TASKS FOR THIS EXERCISE:
- 1) Please extract the part of the Robert Bergson interview below that opens with the words containing "Mr. Bergson, 54, studied" and closes with "in this fund?", copying it without any change.
- 2) Answer these questions from the Robert Bergson interview below, one line each:
(a) In what year did Bergson join Northern Trust Asset Management?
(b) How much money is he now responsible for across small-cap strategies?
(c) What gain did his fund post in 2016?
- 3) Carry the Robert Bergson interview below forward from its final sentence.

QUOTED PASSAGE:
┄┄┄┄┄┄┄┄┄┄┄┄┄┄┄┄┄┄┄┄
Subscribe

Veteran small-cap manager navigates market cycles with a basic philosophy

Robert Bergson

Robert Bergson of Northern Trust Asset Management embraces bottom-up stock picking and usually beats his peers.

Over the 18 years Robert Bergson has managed the Northern Small Cap Value Fund (NOSGX), he has navigated through just about every kind of market condition, which is probably why he’s able to stay so calm during the current state of the financial markets.

“We’re at a point in the cycle where we really do want to stay focused on avoiding the lower-quality stocks and finding the stocks we think are reasonably priced and have some demonstrated profitability,” he said.

Mr. Bergson, 54, studied architecture in college and worked in real estate consulting before joining Northern Trust Asset Management in 1997, where he is now responsible for $4.4 billion across various small-cap strategies.

Jeff Benjamin: What type of investor should be investing in this fund?

Robert Bergson: I think the investors and our clients are looking for consistent returns and exposures and are willing to enjoy the appreciation of incremental sorts of returns, rather than looking for the home run one year and strike out the next.

JB: Your fund is up 9.5% so far this year, following a13.7% decline last year, both of which are better than the category average. But the 6.5% gain in 2017 lagged the category after beating the category in 2016 with gain of 27.9%. Is this an aggressive fund?

RB: I think we reflect the style objective. We’re in small cap value style and we reflect the volatility within that part of the market.
┄┄┄┄┄┄┄┄┄┄┄┄┄┄┄┄┄┄┄┄
PROVIDED INFORMATION:
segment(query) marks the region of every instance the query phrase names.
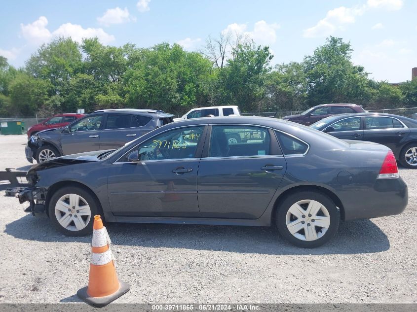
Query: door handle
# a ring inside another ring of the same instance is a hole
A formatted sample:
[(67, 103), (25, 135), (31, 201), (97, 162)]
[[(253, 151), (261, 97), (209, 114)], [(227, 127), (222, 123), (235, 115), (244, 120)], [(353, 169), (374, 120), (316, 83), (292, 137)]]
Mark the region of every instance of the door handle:
[(172, 171), (173, 173), (176, 173), (177, 174), (183, 174), (188, 172), (191, 172), (192, 169), (191, 168), (178, 168)]
[(261, 167), (262, 170), (265, 171), (274, 171), (274, 170), (281, 170), (284, 169), (283, 166), (265, 166), (265, 167)]

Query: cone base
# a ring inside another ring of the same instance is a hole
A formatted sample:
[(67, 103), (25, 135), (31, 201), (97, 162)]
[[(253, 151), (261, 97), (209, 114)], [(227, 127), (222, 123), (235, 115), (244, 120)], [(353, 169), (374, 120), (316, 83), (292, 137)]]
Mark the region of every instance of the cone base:
[(77, 291), (77, 296), (87, 303), (96, 307), (104, 307), (112, 301), (121, 297), (130, 290), (130, 285), (127, 283), (119, 281), (120, 287), (115, 293), (105, 297), (90, 297), (87, 293), (88, 286), (86, 286)]

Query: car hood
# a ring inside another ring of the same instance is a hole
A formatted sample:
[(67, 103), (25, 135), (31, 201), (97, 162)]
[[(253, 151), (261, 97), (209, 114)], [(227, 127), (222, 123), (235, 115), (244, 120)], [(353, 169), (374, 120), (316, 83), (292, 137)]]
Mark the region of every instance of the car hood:
[(114, 150), (115, 150), (108, 149), (106, 150), (86, 152), (85, 153), (74, 154), (73, 155), (68, 155), (54, 158), (53, 159), (47, 160), (43, 163), (39, 163), (39, 164), (33, 166), (30, 170), (29, 170), (28, 174), (36, 172), (64, 166), (100, 161), (101, 160), (99, 159), (99, 156), (108, 152)]

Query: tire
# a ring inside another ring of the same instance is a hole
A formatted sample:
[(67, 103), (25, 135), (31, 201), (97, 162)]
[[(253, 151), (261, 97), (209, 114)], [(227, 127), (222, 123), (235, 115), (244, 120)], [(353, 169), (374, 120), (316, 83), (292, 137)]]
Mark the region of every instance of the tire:
[[(320, 206), (317, 208), (318, 205)], [(275, 222), (279, 233), (298, 247), (321, 246), (337, 232), (340, 220), (339, 210), (329, 197), (319, 192), (301, 191), (291, 194), (277, 208)], [(309, 214), (310, 208), (313, 211)], [(315, 213), (314, 210), (317, 212)], [(318, 226), (318, 224), (323, 226)], [(291, 226), (295, 227), (290, 232)]]
[(89, 192), (78, 186), (67, 186), (55, 192), (49, 201), (48, 209), (52, 223), (67, 236), (87, 235), (93, 231), (94, 215), (101, 214), (104, 219), (97, 200)]
[(51, 145), (43, 145), (38, 149), (36, 152), (36, 161), (43, 163), (44, 161), (59, 157), (61, 154), (58, 150)]
[(403, 167), (417, 169), (417, 142), (410, 143), (403, 148), (399, 161)]

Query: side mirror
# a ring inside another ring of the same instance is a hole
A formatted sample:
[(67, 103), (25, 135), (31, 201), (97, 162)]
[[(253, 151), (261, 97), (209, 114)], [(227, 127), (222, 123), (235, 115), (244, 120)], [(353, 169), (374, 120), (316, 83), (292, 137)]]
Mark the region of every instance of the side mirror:
[(334, 127), (332, 127), (331, 126), (330, 127), (328, 127), (325, 129), (324, 129), (324, 132), (326, 133), (328, 133), (329, 132), (334, 132), (335, 131), (336, 131), (336, 130), (335, 130)]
┄┄┄┄┄┄┄┄┄┄┄┄┄┄┄┄┄┄┄┄
RESULTS FOR EACH TASK:
- 1)
Mr. Bergson, 54, studied architecture in college and worked in real estate consulting before joining Northern Trust Asset Management in 1997, where he is now responsible for $4.4 billion across various small-cap strategies.

Jeff Benjamin: What type of investor should be investing in this fund?

- 2)
(a) 1997
(b) $4.4 billion
(c) 27.9%

- 3)
JB: Can you sum up your investing style and approach to portfolio construction?

RB: I would call it a highly disciplined approach. We are risk conscious and I think that reflects our general philosophy about investing, which is that you should only take risk where you think you will get rewarded for it.

The discipline is to keep focused on where you think you can add the most value and avoid the areas where you don’t.

We’re bottom up, we’re not going to try to make bets on individual sectors or style changes. We’re not rotating through those sorts of style changes.

That discipline is important to us, and we use quantitative stock selection to help maintain that level of discipline.

JB: Morningstar lists this fund’s annual turnover rate at 16%, which is very low. Is that by design?

RB: Indeed. Small cap investing has a number of differences to large cap investing. Perhaps the most critical difference is you have to recognize the higher cost of investing within the small cap market that might not be present in large cap.

A part of what we do is control those transaction costs wherever possible and being able to reduce turnover is an important part of that.

We’ve designed the stock selection strategy to be slower moving. We’re trying to buy and hold where we can and avoid noise trades, as well as being willing to diversify portfolio holdings to between 400 and 600 securities.

That allows us to trade smaller pieces of a larger number of securities which theoretically reduces the cost of trading because we’re not having to trade big chunks of a less liquid security.

JB: It’s not uncommon for small cap managers to sometimes drift into larger-cap stocks when they see opportunities there. How important is it for you to stay in the small-cap space?

RB: We try to stay focused on small cap, and we know many of our competitors will drift into the mid cap space for various reasons. But we do try to remain focused within the small cap segment and that is by design.

We try to be within the range of our benchmark Russell 2000 Value Index.

JB: The latest public data show that the fund is heavily allocated to financials, technology and industrials. Why so much in those sectors?

RB: Exposures at the sector level are controlled relative to our benchmark, and typically we’re within 2% of our benchmark.

Sector exposures are part of those uncompensated risks that we don’t want to take.

JB: What risk controls does this fund have in place to keep volatility in check?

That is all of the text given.